Records for the exercise —
* start *

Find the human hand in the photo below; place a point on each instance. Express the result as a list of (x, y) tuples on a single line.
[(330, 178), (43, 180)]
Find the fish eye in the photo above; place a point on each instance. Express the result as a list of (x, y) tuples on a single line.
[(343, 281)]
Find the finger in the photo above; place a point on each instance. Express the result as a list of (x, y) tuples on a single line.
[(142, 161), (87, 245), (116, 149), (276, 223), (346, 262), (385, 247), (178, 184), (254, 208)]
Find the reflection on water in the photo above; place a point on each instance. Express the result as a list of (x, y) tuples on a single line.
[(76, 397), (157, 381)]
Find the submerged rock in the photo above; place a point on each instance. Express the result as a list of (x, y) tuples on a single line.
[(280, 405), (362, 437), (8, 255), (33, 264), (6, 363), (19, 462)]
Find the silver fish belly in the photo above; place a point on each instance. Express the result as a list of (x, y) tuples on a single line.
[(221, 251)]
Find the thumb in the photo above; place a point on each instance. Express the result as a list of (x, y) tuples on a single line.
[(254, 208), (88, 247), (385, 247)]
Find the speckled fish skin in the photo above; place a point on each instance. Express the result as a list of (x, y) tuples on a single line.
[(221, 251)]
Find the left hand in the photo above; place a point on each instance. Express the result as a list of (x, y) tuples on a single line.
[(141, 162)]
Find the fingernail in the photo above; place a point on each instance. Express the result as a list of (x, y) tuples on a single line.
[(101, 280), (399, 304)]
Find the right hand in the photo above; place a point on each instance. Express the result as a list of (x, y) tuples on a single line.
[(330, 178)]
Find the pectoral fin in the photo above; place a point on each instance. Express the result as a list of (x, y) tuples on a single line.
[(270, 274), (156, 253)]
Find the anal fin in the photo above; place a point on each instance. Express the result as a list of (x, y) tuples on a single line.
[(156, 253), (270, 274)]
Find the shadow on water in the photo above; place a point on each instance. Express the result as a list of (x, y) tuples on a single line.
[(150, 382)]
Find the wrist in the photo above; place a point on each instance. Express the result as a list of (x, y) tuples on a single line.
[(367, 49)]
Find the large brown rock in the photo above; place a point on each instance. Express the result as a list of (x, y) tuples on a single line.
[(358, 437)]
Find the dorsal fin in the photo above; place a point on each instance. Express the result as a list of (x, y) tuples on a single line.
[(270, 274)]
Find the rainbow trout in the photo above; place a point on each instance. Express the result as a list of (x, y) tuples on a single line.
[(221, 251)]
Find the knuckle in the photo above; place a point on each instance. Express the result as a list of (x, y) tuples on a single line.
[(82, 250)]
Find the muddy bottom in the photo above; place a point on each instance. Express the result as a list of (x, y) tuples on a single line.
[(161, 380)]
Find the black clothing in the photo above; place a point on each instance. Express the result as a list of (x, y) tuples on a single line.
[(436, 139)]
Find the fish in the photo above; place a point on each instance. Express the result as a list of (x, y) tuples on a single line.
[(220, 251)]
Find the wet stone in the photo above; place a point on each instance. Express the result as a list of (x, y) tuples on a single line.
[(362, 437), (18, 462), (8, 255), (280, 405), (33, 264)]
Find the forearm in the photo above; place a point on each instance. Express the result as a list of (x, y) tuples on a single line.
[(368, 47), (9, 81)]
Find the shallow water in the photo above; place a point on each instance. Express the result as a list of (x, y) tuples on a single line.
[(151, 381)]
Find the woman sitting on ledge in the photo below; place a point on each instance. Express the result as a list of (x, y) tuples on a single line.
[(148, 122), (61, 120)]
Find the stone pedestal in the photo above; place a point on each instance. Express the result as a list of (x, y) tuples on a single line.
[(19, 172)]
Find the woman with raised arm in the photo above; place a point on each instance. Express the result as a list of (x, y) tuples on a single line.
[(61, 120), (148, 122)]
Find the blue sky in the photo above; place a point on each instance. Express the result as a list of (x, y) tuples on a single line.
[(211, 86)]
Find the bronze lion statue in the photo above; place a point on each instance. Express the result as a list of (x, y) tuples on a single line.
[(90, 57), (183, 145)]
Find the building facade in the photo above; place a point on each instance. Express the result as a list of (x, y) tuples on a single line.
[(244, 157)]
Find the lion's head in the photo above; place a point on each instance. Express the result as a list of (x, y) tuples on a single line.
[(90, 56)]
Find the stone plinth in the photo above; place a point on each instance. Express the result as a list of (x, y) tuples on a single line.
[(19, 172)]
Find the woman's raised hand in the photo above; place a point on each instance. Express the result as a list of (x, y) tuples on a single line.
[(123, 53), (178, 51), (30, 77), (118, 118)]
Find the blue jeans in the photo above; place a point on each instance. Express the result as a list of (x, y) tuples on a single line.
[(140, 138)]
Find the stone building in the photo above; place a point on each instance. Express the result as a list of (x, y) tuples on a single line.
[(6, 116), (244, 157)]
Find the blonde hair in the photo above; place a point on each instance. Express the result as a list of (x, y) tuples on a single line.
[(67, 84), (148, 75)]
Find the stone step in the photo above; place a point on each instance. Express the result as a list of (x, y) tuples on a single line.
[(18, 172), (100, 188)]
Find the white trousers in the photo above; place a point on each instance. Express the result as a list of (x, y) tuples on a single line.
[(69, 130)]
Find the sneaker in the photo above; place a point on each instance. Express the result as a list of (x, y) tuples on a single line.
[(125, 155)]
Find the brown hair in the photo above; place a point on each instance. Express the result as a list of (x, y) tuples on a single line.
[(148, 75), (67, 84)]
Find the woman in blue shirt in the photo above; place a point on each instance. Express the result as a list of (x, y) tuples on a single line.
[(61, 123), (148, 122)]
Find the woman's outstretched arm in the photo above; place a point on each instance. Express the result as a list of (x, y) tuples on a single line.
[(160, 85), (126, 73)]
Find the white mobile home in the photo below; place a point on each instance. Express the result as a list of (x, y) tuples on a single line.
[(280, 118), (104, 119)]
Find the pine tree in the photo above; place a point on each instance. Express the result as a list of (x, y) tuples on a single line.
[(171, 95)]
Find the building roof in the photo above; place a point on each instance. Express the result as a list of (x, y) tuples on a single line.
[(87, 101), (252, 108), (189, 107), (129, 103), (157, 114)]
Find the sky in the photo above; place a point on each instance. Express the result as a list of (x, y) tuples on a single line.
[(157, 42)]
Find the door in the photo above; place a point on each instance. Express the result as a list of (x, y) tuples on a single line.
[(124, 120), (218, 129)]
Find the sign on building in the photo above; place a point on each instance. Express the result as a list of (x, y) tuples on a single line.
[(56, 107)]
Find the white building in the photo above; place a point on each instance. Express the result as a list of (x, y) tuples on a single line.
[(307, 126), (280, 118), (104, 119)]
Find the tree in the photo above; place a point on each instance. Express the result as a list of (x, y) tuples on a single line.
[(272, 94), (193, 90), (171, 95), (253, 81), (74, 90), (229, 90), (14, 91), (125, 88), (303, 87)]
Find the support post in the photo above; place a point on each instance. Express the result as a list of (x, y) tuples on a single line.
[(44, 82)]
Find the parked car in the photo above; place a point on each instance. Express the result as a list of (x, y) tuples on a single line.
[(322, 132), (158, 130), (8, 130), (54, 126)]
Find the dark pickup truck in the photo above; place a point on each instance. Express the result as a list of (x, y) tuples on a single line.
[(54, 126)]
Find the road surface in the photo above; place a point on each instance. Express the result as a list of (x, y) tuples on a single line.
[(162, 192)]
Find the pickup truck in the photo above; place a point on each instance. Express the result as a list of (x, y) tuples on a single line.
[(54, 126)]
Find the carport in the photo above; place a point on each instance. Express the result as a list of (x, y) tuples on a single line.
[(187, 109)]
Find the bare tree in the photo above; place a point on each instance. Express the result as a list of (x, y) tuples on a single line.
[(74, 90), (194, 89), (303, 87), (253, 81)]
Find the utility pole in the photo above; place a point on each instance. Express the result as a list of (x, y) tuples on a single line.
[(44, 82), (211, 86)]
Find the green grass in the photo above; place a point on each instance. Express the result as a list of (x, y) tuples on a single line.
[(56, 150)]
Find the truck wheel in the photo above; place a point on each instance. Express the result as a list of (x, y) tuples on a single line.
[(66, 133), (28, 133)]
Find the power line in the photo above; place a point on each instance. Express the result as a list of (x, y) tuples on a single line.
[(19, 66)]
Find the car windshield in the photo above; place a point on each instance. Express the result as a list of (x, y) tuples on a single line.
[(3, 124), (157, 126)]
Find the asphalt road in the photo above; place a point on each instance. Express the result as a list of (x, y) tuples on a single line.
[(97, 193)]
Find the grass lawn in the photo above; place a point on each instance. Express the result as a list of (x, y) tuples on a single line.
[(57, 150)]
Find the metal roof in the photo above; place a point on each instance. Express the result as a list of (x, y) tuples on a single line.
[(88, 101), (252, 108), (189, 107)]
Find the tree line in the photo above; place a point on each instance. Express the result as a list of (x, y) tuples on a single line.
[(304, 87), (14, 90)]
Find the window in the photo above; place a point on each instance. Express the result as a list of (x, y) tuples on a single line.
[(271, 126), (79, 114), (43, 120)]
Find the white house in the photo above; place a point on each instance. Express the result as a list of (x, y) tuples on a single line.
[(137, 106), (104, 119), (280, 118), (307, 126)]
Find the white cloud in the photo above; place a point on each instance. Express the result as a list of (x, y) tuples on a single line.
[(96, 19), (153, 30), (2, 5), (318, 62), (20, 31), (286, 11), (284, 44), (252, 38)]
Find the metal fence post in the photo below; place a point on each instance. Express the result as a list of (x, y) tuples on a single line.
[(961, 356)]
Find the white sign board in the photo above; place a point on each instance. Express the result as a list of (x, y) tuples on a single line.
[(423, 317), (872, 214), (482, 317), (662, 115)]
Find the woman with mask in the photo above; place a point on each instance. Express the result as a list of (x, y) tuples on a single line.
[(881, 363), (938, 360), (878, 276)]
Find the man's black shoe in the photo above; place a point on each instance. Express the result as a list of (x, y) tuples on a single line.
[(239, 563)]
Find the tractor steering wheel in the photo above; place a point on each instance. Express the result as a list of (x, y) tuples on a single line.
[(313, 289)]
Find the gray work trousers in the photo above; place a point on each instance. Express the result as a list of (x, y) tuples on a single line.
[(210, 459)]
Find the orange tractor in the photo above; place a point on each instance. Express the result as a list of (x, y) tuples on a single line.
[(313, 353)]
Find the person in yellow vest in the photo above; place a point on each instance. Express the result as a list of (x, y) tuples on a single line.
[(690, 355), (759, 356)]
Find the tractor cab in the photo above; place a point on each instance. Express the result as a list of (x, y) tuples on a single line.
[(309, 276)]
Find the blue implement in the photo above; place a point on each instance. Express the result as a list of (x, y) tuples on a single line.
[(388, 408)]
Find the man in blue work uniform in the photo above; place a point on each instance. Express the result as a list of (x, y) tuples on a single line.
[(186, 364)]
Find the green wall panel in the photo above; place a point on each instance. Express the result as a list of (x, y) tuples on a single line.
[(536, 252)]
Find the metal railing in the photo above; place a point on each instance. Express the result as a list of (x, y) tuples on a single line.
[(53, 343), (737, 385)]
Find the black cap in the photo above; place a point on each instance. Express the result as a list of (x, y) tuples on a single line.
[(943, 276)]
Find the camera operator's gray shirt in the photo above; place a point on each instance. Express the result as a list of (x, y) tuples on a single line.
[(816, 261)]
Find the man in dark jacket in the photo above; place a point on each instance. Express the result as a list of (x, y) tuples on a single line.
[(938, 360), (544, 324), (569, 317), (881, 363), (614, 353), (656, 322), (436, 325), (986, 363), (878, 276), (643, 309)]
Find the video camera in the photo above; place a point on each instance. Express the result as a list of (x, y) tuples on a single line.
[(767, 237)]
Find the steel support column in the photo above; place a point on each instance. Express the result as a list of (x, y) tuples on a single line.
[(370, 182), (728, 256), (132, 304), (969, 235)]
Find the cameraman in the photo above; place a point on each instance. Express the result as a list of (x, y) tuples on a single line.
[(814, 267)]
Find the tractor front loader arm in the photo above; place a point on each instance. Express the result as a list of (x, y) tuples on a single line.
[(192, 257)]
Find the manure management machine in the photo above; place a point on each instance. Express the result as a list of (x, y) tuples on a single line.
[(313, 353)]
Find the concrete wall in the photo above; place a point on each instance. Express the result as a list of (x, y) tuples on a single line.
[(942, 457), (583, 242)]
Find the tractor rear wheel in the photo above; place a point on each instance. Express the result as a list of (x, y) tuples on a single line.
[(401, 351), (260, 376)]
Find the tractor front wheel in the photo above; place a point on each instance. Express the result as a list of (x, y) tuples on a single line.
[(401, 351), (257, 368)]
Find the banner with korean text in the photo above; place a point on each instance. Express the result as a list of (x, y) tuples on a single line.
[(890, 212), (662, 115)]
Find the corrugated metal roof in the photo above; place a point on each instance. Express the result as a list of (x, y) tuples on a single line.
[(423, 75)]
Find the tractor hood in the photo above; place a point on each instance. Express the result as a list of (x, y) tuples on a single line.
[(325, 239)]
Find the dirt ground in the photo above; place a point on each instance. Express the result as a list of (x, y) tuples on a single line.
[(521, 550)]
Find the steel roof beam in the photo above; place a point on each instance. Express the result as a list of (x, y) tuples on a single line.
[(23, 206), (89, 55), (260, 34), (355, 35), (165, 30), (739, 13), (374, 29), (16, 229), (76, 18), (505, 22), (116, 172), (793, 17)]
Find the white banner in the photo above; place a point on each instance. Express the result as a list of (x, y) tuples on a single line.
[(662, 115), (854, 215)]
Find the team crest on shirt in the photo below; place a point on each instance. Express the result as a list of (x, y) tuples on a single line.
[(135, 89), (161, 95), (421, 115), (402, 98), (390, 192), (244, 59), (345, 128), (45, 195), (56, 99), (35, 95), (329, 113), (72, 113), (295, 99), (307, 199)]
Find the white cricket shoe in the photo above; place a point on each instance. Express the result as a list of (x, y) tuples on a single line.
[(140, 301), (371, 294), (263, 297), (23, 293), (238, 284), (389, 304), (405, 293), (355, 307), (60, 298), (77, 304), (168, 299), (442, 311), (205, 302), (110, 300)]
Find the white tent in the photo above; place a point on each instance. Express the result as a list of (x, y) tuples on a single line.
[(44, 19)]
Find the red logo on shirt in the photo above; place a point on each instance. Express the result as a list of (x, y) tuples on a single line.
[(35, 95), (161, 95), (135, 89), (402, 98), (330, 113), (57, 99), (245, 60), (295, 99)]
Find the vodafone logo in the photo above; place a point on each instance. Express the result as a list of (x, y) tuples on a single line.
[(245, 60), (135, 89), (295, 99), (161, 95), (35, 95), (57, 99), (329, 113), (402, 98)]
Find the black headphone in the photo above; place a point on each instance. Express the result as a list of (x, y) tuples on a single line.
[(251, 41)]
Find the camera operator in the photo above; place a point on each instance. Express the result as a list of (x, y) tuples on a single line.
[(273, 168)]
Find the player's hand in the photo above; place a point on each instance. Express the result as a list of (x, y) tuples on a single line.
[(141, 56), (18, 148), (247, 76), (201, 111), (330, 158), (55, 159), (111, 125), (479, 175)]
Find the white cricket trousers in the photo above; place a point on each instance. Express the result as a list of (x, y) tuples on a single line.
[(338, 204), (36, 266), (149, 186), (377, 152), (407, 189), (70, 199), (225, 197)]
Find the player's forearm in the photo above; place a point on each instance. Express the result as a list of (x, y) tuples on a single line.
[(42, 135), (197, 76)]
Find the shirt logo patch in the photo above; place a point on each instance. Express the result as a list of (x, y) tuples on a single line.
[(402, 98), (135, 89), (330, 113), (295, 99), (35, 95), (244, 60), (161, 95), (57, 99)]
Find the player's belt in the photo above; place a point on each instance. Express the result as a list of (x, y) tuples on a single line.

* end *

Exercise aim —
Write out every line from the one with "Find the metal fence" up to and including the one with "[(186, 364)]" as a JSON list of strings, one string per line, leaving out blank lines.

Task result —
[
  "Find the metal fence post in the photo below; place a point on each instance. Express the result as a list of (x, y) tuples on a single line.",
  "[(961, 356)]",
  "Find the white sign board in the photo above; place a point on each instance. Express the result as a list of (x, y) tuples on a single line.",
  "[(423, 317), (872, 214), (482, 317), (662, 115)]",
  "Find the woman with mask in the photo above; place a point on each instance. Express the result as a list of (x, y) tuples on a single line.",
  "[(881, 363), (938, 360), (878, 276)]",
  "Find the man's black shoe in the photo above; place a point on each instance. Express the result as a list of (x, y) tuples on a single line.",
  "[(239, 563)]",
  "Find the tractor steering wheel in the photo above; place a point on each instance. Express the result as a list of (x, y) tuples on a single line.",
  "[(313, 289)]",
  "Find the gray work trousers in the photo above; place a point on each instance. Express the result as a list of (x, y) tuples on a single line.",
  "[(210, 459)]",
  "Find the orange tractor in the photo above; place a point on each instance. Express the result as a list of (x, y) tuples on a single line.",
  "[(313, 353)]",
  "Find the person in yellow vest in the photo above; place a point on each instance. Express the result as a list of (x, y) tuples on a single line.",
  "[(690, 355), (759, 356)]",
  "Find the tractor cab in the photo above; place a point on each instance. Express the result as a list of (x, y) tuples on a single line.",
  "[(309, 276)]",
  "Find the blue implement in the photo above; place a point on each instance. Express the result as a list of (x, y) tuples on a single line.",
  "[(388, 408)]",
  "Find the man in blue work uniform in the photo above; place a point on each instance. Express the result as a list of (x, y) tuples on a single line.",
  "[(186, 364)]"
]